Текст документа
◇ ◇ ◇ ◇ ◇ ◇ ◇

Ницше и Россия. Борьба за индивидуальность - Николай Константинович Михайловский
Наконец, те культы представляют собою либо обломок глубокой старины до-патриархального быта, либо бессознательный протест против семейных уз, тогда как для г. Розанова семья есть святыня. Одна из его статей так и называется «Семья как религия». Тот акт, на возвеличение которого он потратил столько мудрости и ради которого готов испачкать свою священную бороду, ценен и важен для него не сам по себе, а как акт деторождения, «сотворения душ». Для него «Библия есть универсальная педагогика (= дето-вождение) и даже, пожалуй, универсально-родильный дом».
К подножию семьи повергает он и отечество, и человечество. Именно в этом смысле надо понимать такое, например, его замечание: «Отечество всегда продавалось ради любви, и это хорошо: „хотят штурмовать их город, а там – мой возлюбленный; предупрежу их город, чтобы не удался штурм, и не убили моего возлюбленного“. И хорошо, что так. Все – осколками у ног любви; и без всего человек проживет, а без любовности он сейчас бы умер».
В этой тираде слова «возлюбленный», «любовь», «любовность» следует разуметь в связи с отцовством и материнством. И может быть, дело было бы яснее, если бы г. Розанов привел не столь поэтическую иллюстрацию к своей мысли, а указал бы, например, на казнокрада или взяточника, обкрадывающего казну (какая разница между этим обкрадыванием и «продажею отечества»?) или берущего взятки ради семьи – «ребятишкам на молочишко».
* * *
Боюсь, читатель на меня в претензии. Боюсь, он недоволен тем, что я на пространстве с лишком печатного листа занимал его внимание очевидным вздором. И разве в современной жизни нет ничего, более достойного отклика и освещения, чем это перенесение функций головного мозга во «внутренние ввернутости и внешние вывернутости», все эти бреды и первые попавшиеся раскосостоящие слова о возбуждениях utriusque sexus, о созерцании сквозь кольцо обрезания и проч., и проч.?
О, да, в жизни есть много яркого, что и с положительной, и с отрицательной точки зрения несравненно значительнее писаний г. Розанова. Но литература не всегда может откликаться на то яркое, что совершается в жизни, а в самой литературе писания г. Розанова представляют собой явление во всяком случае замечательное. Может быть, и прав один из авторов «полемических материалов», говоря: «Опровергать набор фраз г. Розанова, отождествлявшего христианские и ветхозаветные воззрения на брак с культом Ваала и Астарты (это-то, как мы видели, напраслина. – Н. М.) и по неведению искажавшего безусловно все исторические факты, будто бы служившие ему опорой, возможно было только в форме остроумно-едкого анекдота».

◇ ◇ ◇ ◇ ◇ ◇ ◇

Показанный список
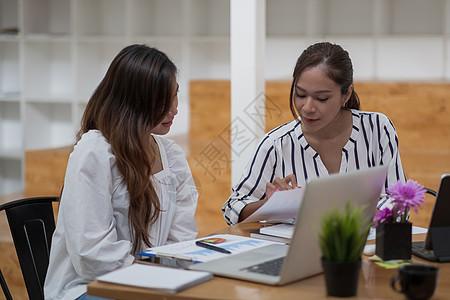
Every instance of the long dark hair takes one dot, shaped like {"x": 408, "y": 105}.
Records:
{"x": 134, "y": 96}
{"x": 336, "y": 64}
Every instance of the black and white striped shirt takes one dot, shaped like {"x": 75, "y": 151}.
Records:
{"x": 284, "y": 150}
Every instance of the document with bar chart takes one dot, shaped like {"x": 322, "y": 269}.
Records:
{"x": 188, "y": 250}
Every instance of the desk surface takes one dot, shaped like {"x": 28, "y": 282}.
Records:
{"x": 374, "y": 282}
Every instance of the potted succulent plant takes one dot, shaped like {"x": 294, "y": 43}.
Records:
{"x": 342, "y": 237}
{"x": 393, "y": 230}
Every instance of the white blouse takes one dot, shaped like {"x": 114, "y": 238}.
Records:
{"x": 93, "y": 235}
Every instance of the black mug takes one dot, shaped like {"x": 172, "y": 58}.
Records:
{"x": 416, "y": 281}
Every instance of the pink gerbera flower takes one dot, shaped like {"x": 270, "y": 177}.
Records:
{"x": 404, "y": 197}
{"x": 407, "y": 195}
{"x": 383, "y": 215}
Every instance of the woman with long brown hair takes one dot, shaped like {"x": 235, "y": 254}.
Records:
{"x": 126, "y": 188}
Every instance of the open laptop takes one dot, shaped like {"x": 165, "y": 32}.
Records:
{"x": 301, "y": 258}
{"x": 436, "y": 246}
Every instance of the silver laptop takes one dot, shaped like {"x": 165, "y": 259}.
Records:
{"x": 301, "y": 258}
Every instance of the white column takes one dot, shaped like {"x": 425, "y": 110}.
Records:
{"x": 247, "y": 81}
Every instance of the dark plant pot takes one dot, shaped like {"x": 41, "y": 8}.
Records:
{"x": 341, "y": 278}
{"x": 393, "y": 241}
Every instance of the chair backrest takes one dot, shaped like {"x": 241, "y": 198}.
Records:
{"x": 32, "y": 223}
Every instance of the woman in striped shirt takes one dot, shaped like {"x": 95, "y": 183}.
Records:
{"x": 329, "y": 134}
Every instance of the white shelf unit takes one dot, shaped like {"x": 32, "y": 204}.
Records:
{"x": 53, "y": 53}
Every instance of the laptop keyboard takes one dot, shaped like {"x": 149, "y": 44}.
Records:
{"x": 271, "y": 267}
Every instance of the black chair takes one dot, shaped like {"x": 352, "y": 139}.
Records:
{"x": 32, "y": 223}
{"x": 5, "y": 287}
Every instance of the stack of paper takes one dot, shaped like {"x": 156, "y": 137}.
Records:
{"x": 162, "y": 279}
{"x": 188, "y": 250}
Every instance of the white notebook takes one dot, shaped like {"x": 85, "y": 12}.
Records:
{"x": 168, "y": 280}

◇ ◇ ◇ ◇ ◇ ◇ ◇

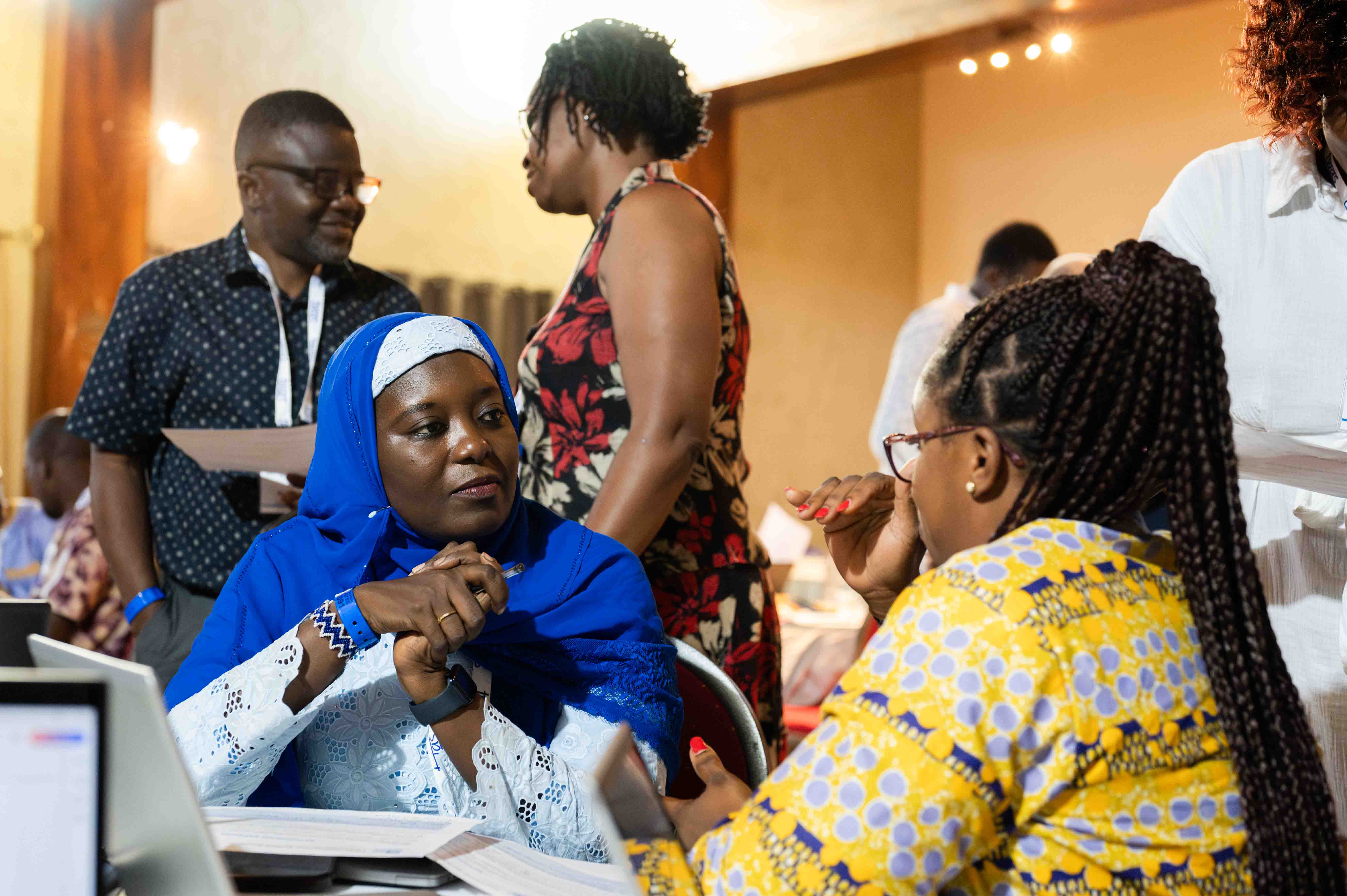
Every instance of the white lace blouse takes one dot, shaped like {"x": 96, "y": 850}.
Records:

◇ ◇ ◇ ◇ ◇ ◇ ◇

Задание
Какое название одной из статей г. Розанова приводится в тексте документа? Список здесь не понадобится.

Ответ
«Семья как религия».